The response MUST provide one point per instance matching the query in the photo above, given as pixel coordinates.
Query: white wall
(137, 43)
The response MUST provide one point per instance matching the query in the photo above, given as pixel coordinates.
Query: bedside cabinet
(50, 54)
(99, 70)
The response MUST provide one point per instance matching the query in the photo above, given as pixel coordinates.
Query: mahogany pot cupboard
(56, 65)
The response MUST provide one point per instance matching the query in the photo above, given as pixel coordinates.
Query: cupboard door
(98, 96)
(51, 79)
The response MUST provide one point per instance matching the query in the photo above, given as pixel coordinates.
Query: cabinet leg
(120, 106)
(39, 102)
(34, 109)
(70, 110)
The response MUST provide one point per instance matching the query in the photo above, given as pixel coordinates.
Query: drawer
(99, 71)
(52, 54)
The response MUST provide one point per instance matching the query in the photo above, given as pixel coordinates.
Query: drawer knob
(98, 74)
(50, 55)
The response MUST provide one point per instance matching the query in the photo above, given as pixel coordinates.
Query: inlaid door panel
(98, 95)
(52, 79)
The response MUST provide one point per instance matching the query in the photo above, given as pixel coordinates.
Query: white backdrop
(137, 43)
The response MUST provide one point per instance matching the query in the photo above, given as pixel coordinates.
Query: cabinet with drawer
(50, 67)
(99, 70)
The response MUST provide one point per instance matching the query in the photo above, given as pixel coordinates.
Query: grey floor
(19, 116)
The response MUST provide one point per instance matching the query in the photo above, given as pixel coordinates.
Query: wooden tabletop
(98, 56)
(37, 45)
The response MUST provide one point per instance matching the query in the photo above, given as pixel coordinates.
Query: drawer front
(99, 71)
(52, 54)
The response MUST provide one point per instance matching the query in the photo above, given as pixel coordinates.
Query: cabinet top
---*---
▶ _What is asked_: Extract every line of the records above that contains the word "door".

▶ _Response_:
Query: cupboard door
Query: inlaid door panel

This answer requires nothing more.